Directives:
1. Update the July journal by writing out everything from "I read Henry" down to "based on Curnow?" again, with "fiction" replaced by "story".
2. Go on with the July journal from its last line, picking up right after the sentence it ends on.

start Text shown

Journal: July

30 June (in transit – Seoul)

I read Henry James ‘The Private Life’ which at once made me think of writing a fiction by a Jamesian (i.e. sort of defeated) narrator about a ‘great’ writer, who might be based on Curnow?

Thought of them finding themselves in adjacent business-class seats and not able to avoid talking though both (and especially the great writer) are reluctant. Reflection in the mind of the narrator about modern technology – that the air temp outside would be about minus 50C and the ground speed around 600 MPH and they are sitting in reasonable comfort eating fancy meals and drinking wine. (And the contrast with KM’s travel – not to think of Dickens’.) He probably thinks this but suspects the G.M. would consider it banal.

The James story is about a great painter whose public manner is so wonderful it is like a work of art, but the narrator suspects there is no one behind it – no private personality. And a great writer (based on Browning) whose conversation is so predictable and ordinary the narrator suspects there must be another writerly self who does the wonderful works. He investigates this idea with another member of their group, an actress, and between them they establish the truth of his theory. When the painter is not in company he vanishes – doesn’t exist. And when the writer is being banal and ordinary in company, in his room there is another self that is writing the great work he’s capable of.

4 July

We have arrived in London to find the British political scene in melt-down over the Brexit vote. Cameron who wanted ‘Remain’ [i.e. in the EU] to win has resigned as PM. Boris Johnson who led the ‘Leave’ campaign and is credited with its success now says, a day later, that he won’t stand for PM – though he was confidently expected to replace Cameron. It’s said that though he led the Leave campaign he didn’t expect it to win and is now dismayed that it has. Meanwhile the Labour shadow cabinet have been resigning one by one, asking Jeremy Corbyn to resign, so they can have a new leader with a reasonable chance of winning an election. Nigel Farage, the Ukip leader, who always appears Hitler-style with three or four henchmen just a step or two in the rear, has made a crowing, insulting speech in the European Parliament – ‘When I came here and said I hoped to lead Britain out of Europe, you laughed at me. You’re not laughing now, are you?’ And worse: ‘I know none of you have ever had a proper job or run a business...’

The Scots voted to Remain and now their first Minister is saying there will have to be another referendum on Scottish Independence. The Northern Irish also voted Remain, wanting to keep their open border with the South – so what does that mean for the future of Ireland? The Union of the flag we voted to keep in New Zealand may be breaking up.

And in the European Cup England was beaten by Iceland, a country of fewer than 1 million people!

end Text shown
start Data excerpts

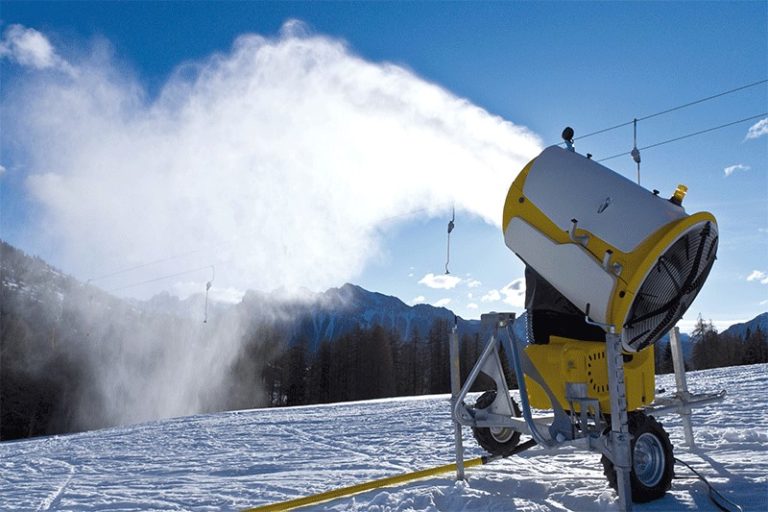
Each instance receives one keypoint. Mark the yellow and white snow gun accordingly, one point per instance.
(610, 268)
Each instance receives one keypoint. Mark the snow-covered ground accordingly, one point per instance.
(242, 459)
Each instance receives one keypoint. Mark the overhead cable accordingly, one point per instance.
(161, 278)
(667, 111)
(686, 136)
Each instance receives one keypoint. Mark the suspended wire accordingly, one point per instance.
(161, 278)
(208, 286)
(687, 136)
(450, 228)
(147, 264)
(673, 109)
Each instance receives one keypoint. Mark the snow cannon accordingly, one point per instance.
(610, 268)
(621, 255)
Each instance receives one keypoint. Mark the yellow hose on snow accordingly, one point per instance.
(365, 486)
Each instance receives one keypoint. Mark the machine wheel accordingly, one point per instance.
(495, 440)
(653, 463)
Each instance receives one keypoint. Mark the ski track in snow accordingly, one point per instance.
(234, 460)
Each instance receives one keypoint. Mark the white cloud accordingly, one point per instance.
(440, 281)
(242, 149)
(758, 275)
(276, 162)
(758, 129)
(733, 168)
(514, 293)
(29, 48)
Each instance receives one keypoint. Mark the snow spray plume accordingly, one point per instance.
(277, 162)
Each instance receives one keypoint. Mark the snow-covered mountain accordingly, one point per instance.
(741, 330)
(338, 311)
(230, 461)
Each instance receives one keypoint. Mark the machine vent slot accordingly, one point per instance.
(671, 286)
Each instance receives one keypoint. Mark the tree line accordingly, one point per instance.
(717, 350)
(368, 363)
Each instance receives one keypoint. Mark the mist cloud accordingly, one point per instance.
(280, 163)
(282, 156)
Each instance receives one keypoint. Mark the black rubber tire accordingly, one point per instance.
(495, 441)
(653, 461)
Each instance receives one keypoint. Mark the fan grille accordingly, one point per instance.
(671, 286)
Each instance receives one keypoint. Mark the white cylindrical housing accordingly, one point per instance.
(633, 259)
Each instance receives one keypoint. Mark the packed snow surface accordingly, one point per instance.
(242, 459)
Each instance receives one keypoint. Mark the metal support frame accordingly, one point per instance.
(619, 439)
(560, 429)
(455, 390)
(681, 382)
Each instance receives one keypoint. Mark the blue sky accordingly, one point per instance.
(499, 79)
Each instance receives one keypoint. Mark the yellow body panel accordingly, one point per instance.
(635, 264)
(572, 361)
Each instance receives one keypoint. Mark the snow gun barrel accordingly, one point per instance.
(630, 260)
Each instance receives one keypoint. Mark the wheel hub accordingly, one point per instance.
(648, 459)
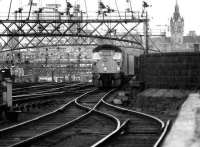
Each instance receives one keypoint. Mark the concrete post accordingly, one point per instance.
(9, 92)
(4, 91)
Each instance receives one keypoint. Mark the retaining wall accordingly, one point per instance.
(169, 70)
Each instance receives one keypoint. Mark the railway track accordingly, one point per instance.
(75, 119)
(44, 88)
(88, 121)
(137, 129)
(49, 96)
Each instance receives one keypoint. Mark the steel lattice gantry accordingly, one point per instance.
(36, 33)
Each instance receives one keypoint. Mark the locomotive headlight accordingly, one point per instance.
(96, 56)
(117, 56)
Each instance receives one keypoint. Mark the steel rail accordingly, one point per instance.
(35, 138)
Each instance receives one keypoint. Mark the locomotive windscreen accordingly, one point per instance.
(107, 47)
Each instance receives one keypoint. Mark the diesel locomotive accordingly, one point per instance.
(111, 65)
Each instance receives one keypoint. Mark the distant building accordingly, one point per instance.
(177, 42)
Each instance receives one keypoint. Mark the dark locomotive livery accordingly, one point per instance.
(111, 65)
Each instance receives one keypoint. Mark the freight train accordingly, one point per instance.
(111, 65)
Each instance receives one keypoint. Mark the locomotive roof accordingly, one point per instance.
(107, 47)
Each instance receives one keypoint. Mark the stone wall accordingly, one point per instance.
(169, 70)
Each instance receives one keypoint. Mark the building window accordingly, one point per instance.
(196, 47)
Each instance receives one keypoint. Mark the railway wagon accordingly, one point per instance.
(111, 65)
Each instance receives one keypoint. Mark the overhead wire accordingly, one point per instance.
(117, 9)
(9, 9)
(31, 3)
(86, 11)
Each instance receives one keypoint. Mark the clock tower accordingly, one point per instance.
(176, 29)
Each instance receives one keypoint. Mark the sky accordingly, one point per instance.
(160, 11)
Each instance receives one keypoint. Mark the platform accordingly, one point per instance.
(185, 131)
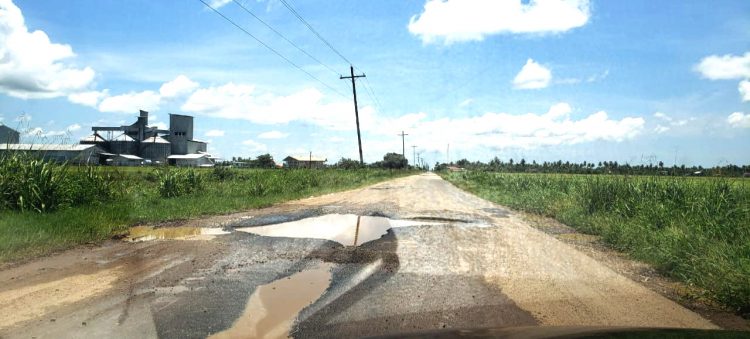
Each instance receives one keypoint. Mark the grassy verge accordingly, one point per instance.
(696, 230)
(139, 196)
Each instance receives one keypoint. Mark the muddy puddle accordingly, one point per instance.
(346, 229)
(148, 233)
(272, 308)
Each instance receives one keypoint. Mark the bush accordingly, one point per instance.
(31, 184)
(177, 182)
(222, 173)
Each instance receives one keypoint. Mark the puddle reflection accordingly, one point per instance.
(273, 307)
(346, 229)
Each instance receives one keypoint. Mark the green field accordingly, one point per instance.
(696, 230)
(46, 207)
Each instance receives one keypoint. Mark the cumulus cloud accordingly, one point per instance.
(744, 89)
(725, 67)
(272, 135)
(215, 133)
(739, 120)
(254, 146)
(219, 3)
(242, 101)
(131, 102)
(526, 131)
(32, 66)
(667, 122)
(472, 20)
(90, 98)
(532, 76)
(728, 67)
(180, 86)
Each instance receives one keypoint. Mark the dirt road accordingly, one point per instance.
(447, 260)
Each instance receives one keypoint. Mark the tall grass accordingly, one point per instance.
(694, 229)
(32, 184)
(46, 206)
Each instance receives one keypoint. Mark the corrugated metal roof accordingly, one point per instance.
(92, 138)
(123, 137)
(130, 156)
(188, 156)
(305, 158)
(45, 147)
(156, 140)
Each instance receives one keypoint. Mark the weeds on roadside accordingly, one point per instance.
(694, 229)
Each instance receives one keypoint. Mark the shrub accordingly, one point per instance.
(177, 182)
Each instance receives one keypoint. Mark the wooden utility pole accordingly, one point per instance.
(414, 154)
(356, 110)
(403, 144)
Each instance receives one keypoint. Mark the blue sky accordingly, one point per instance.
(576, 80)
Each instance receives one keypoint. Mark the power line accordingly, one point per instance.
(301, 19)
(271, 48)
(284, 37)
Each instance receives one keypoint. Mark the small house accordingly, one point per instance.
(304, 161)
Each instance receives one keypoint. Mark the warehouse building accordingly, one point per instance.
(140, 144)
(304, 161)
(8, 135)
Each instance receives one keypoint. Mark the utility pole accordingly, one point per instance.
(356, 110)
(448, 154)
(414, 154)
(403, 145)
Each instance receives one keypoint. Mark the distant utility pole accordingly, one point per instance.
(448, 154)
(403, 145)
(356, 110)
(414, 154)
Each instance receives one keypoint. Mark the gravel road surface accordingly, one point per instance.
(463, 263)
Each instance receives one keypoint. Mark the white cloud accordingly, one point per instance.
(215, 133)
(472, 20)
(90, 98)
(532, 76)
(662, 116)
(744, 89)
(31, 66)
(219, 3)
(466, 102)
(180, 86)
(739, 120)
(526, 131)
(669, 122)
(725, 67)
(131, 102)
(73, 128)
(254, 146)
(661, 129)
(242, 101)
(272, 135)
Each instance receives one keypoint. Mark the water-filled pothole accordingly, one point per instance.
(272, 308)
(147, 233)
(346, 229)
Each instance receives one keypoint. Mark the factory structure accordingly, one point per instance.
(139, 144)
(133, 145)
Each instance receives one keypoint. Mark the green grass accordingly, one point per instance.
(138, 199)
(696, 230)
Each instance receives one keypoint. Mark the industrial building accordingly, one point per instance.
(304, 161)
(8, 135)
(140, 144)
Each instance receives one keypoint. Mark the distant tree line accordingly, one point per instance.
(390, 161)
(602, 167)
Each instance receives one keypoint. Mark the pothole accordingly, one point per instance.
(346, 229)
(272, 308)
(148, 233)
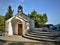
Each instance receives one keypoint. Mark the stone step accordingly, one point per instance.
(45, 34)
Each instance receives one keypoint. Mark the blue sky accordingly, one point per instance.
(51, 7)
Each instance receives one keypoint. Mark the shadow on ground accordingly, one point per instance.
(18, 43)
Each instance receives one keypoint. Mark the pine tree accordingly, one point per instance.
(9, 14)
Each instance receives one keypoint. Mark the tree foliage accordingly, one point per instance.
(40, 19)
(2, 20)
(9, 14)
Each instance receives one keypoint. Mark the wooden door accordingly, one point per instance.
(19, 29)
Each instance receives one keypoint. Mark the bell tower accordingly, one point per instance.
(20, 8)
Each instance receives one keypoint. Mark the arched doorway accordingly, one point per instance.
(20, 29)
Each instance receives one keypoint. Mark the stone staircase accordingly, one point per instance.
(45, 36)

end Data excerpts

Expected answers:
1.
I read Henry James ‘The Private Life’ which at once made me think of writing a story by a Jamesian (i.e. sort of defeated) narrator about a ‘great’ writer, who might be based on Curnow?

2.
6 July

And now Farage has resigned as the leader of Ukip. It’s not clear why. Is he, as Johnson seems to be, dismayed by the fact of the Brexit they’ve brought about, and afraid of taking responsibility for the consequences.

The Tory leadership contest has narrowed to two women and one man, May, Leadsom and Gove, with May the likely winner. Labour is still in disarray, with Corbyn refusing to resign because he believes he still has the support of the Party at large who elected him against the wishes of the majority of MPs.

And meanwhile the centennial of the Battle of the Somme has been marked. Twenty thousand British dead on the first day, and a million on both sides before it was over.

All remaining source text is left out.